◆ **WHAT YOU NEED TO DO**:
Find the line with "Where can the green", then retype it and each later line through the last, exactly. Leave out pictures.

Point annotations for photos:
☆ ☆ ☆ ☆
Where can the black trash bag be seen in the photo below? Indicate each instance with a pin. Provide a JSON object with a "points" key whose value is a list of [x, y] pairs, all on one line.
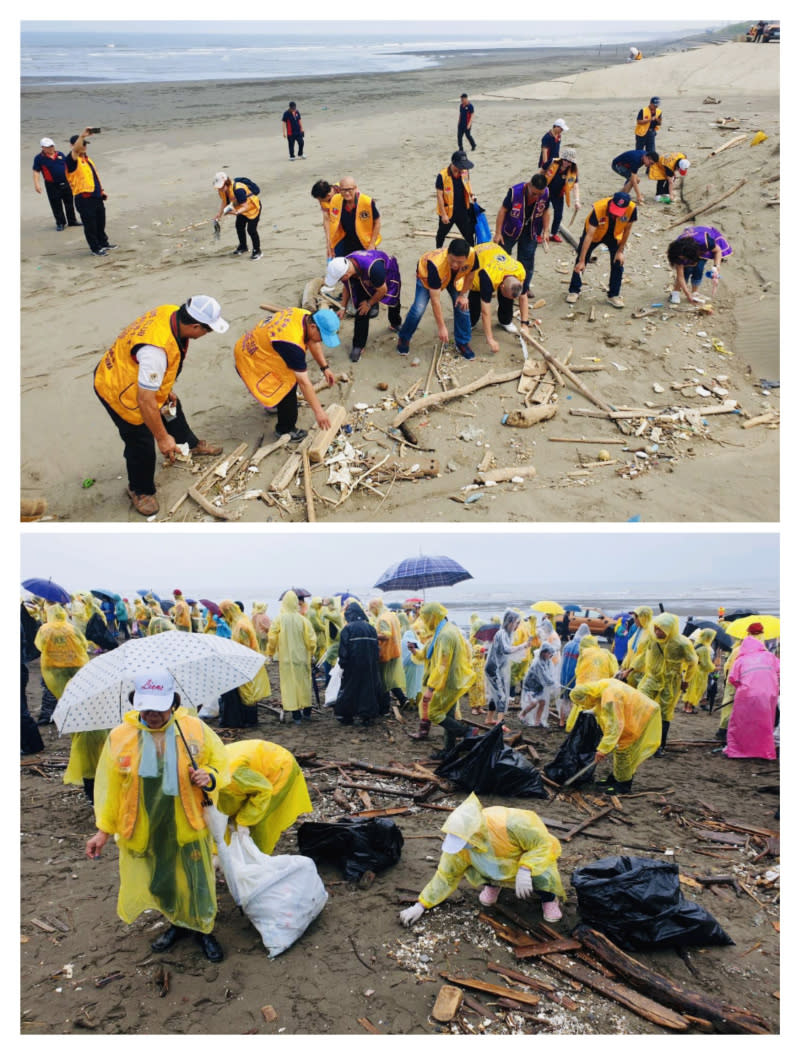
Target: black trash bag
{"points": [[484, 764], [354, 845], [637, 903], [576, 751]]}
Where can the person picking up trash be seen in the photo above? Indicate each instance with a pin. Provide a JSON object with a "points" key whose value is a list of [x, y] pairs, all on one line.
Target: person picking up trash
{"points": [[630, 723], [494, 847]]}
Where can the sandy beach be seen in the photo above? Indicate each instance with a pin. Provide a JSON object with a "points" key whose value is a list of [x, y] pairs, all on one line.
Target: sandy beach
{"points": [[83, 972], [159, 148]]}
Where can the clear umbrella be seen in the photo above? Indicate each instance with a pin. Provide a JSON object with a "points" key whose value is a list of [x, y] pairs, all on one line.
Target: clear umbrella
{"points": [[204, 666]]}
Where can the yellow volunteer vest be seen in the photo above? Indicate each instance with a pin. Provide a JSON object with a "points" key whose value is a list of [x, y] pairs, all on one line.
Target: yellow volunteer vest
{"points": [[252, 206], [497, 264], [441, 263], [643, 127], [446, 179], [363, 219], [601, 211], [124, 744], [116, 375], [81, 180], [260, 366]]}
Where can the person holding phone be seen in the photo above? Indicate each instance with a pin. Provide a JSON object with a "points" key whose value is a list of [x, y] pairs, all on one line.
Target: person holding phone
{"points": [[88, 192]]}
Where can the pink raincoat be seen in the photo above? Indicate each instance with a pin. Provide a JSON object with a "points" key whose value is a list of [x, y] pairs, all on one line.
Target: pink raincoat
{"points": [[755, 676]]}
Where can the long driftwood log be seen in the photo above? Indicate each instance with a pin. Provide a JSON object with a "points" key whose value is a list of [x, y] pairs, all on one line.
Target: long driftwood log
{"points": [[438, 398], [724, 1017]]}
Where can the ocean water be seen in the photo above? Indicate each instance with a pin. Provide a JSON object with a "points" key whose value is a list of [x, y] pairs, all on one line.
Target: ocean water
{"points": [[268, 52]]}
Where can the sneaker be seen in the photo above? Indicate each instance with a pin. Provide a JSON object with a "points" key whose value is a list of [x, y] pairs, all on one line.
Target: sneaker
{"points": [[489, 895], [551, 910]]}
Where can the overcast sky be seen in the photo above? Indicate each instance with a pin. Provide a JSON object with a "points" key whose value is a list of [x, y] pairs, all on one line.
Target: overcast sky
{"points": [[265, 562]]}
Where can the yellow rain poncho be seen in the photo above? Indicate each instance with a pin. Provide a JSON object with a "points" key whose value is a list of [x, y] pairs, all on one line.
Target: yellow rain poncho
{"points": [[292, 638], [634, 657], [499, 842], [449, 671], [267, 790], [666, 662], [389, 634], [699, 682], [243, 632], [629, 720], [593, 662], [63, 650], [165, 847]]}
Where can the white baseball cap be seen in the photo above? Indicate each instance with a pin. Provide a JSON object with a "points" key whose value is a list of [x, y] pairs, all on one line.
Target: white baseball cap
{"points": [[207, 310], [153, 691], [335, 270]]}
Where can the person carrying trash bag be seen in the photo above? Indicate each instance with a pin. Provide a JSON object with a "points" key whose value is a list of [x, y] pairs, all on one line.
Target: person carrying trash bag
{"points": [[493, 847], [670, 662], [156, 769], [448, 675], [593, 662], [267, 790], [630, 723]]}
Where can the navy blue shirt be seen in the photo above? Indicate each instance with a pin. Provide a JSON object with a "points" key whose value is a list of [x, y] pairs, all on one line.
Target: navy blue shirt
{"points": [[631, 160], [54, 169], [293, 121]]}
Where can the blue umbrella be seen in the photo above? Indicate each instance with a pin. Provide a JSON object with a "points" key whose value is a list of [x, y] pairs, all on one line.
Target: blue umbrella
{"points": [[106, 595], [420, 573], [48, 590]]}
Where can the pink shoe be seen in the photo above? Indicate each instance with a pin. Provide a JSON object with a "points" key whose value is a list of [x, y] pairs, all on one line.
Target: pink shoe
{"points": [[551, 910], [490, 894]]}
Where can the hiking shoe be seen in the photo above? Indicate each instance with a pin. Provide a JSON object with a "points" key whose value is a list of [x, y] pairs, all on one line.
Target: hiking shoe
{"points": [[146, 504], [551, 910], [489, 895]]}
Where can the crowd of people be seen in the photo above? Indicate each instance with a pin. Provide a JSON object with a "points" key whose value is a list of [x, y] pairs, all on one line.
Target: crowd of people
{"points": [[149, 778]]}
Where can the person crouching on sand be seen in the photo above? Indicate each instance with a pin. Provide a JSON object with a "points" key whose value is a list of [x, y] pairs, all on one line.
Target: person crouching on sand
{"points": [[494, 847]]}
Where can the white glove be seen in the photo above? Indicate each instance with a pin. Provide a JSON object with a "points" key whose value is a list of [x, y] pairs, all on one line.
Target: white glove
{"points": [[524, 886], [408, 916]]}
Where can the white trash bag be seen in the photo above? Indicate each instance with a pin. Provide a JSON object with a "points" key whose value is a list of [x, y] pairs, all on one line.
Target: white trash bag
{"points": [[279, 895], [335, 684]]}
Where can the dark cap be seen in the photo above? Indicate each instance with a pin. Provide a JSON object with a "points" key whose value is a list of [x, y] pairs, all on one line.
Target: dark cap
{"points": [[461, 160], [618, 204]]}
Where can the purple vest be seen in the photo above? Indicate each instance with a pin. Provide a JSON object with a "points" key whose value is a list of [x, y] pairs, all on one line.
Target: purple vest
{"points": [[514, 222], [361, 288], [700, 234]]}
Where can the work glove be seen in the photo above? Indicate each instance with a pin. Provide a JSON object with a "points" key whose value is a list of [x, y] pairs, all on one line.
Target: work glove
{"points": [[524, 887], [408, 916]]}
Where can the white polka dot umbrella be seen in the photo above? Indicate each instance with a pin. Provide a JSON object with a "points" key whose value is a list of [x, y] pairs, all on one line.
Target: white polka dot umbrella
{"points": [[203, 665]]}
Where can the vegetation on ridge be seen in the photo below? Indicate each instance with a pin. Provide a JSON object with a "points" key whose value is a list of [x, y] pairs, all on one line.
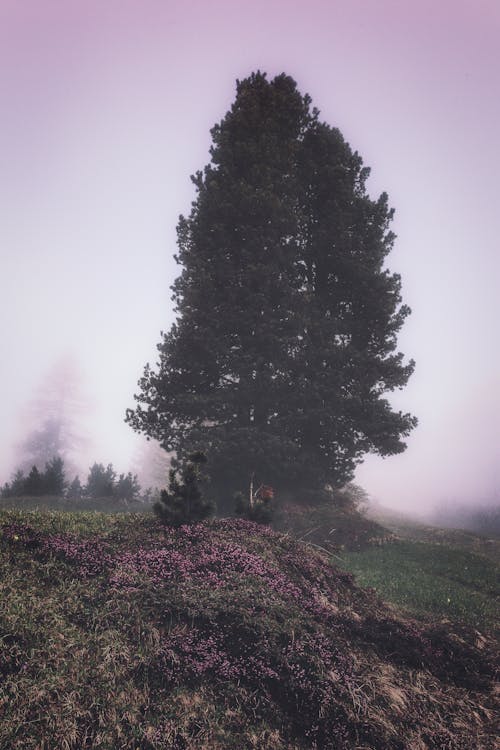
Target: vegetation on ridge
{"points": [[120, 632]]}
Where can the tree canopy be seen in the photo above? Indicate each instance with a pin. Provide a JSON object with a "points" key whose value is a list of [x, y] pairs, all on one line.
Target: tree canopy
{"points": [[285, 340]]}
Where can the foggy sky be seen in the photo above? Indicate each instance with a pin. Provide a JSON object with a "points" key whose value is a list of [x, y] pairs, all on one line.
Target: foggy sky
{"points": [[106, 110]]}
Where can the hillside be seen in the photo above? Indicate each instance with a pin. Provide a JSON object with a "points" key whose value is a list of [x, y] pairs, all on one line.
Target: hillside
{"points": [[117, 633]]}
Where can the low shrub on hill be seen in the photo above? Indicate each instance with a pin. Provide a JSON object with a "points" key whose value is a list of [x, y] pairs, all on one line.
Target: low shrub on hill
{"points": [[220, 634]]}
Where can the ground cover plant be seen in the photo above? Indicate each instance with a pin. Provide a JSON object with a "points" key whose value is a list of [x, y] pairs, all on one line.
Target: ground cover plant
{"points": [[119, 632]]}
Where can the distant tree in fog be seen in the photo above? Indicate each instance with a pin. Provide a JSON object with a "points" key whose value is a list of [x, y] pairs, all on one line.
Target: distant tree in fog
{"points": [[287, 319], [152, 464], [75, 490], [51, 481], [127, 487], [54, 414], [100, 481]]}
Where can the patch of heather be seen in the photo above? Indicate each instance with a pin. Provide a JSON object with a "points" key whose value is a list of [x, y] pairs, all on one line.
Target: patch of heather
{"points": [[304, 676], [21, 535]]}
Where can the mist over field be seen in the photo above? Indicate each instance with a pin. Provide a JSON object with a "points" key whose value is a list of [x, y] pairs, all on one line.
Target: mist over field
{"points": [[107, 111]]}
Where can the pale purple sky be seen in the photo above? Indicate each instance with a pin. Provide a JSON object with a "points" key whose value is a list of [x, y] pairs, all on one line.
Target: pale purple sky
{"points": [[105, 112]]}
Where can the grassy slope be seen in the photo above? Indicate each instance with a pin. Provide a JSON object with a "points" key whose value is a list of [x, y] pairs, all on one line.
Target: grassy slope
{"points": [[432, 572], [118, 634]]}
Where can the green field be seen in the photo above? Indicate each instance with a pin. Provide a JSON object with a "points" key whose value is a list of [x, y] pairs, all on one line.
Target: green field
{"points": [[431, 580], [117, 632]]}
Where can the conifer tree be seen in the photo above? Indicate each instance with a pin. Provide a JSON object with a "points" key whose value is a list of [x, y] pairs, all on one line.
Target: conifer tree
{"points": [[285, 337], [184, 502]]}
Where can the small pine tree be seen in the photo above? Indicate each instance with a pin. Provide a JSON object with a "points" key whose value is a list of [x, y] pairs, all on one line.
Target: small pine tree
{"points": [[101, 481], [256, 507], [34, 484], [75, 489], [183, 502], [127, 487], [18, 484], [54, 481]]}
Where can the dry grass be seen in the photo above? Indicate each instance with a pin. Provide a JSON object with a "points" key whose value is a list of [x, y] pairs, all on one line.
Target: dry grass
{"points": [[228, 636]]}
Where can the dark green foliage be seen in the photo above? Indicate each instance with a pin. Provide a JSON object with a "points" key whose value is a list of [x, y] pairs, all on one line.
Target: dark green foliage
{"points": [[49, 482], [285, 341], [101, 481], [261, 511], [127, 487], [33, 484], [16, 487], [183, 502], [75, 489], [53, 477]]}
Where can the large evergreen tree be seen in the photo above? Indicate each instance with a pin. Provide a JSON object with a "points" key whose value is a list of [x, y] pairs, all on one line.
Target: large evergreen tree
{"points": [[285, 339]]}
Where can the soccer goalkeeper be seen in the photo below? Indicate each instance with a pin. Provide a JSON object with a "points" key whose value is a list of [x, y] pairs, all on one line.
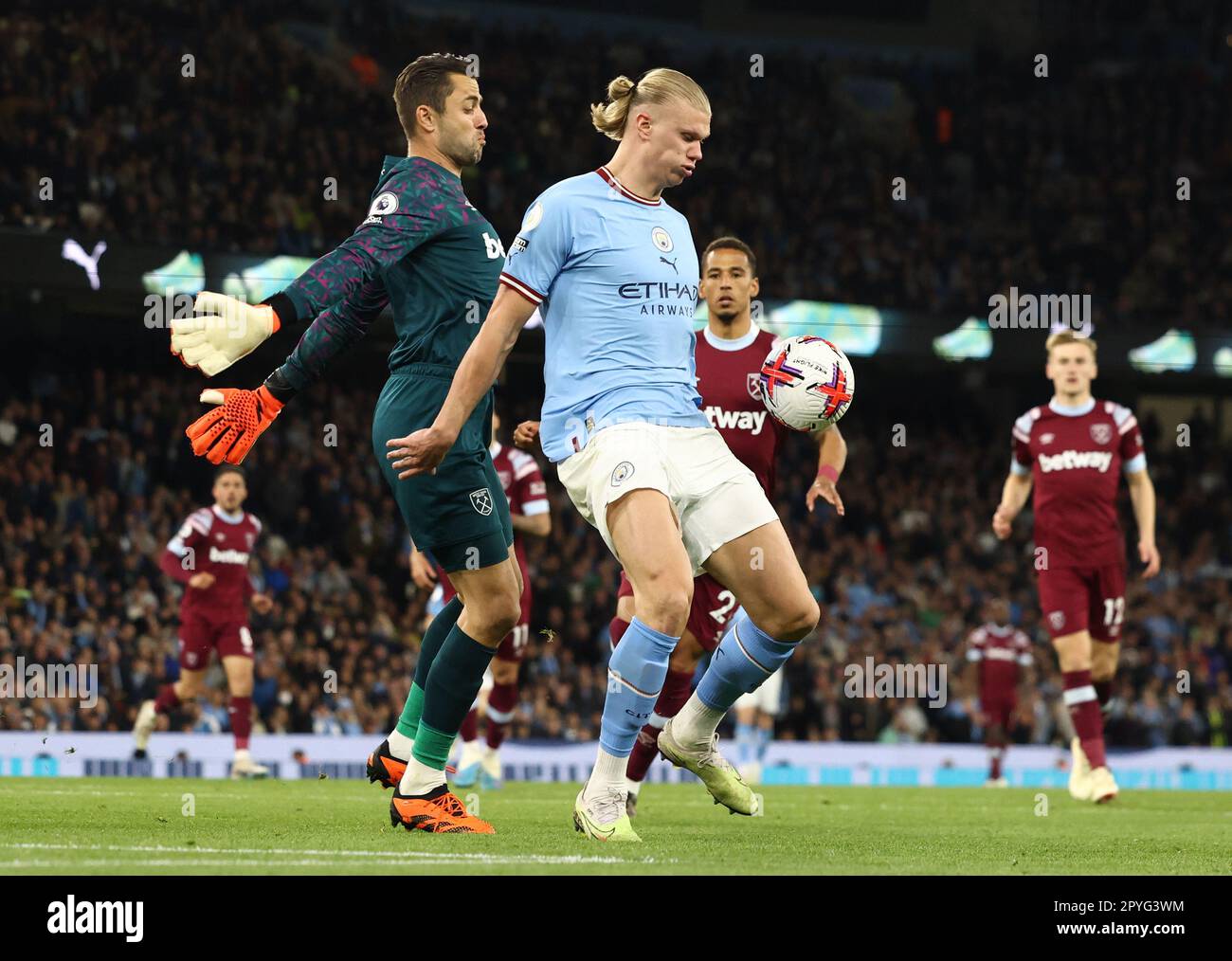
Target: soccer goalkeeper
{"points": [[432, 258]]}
☆ ☆ ☆ ☆
◆ **FULL RESPONSE**:
Where can the green field be seen in the photo above? Indicate each instance with a pin. Provide a JSON object with a "points" key whose value is a list of [x, y] pairs, all on one line.
Target: green field
{"points": [[431, 580], [117, 632]]}
Where can the conifer tree be seen in the photo above? Indicate each instance with a pin. Provide a JSON object with a "points" key whose value is a list of [x, y] pairs, all on one line.
Target: conifer tree
{"points": [[285, 337], [184, 502]]}
Where can the small pine tree be seen in the photo above? Indicate each instance with a pin. Provide a JSON object with a "points" key whose value is a list of [x, y] pairs, all on one line.
Target: small pine tree
{"points": [[101, 481], [256, 507], [34, 484], [75, 489], [183, 502], [127, 487], [18, 484], [54, 481]]}
Where can the dry grass be seen in the photo above? Indicate each instance with a pin. Provide a JSON object with a "points" key whose value is a list of [x, y] pairs, all on one line.
Target: dry grass
{"points": [[228, 636]]}
Where can the dark green foliage be seen in the photo above? Indicate each instance with a pin. Provide a JSON object with a "points" key whose value is a list of [x, y] pairs, all on one line.
Target: dark green foliage
{"points": [[49, 482], [285, 341], [101, 481], [261, 511], [127, 487], [33, 484], [16, 487], [183, 502], [75, 489], [53, 477]]}
Where can the large evergreen tree be seen in the photo above? Indicate each instance with a pin. Provide a JSON object with a "points" key whose value is a list of [x, y] pairs, all on one line.
Target: large evergreen tree
{"points": [[285, 339]]}
Where can the soccer goalkeeper be seen in the photo below? Indicate each instance with a pin. Provide a JSON object with a "points" key whose value is a list of [x, y] pairs, all on one line.
Target: soccer goalkeeper
{"points": [[432, 258]]}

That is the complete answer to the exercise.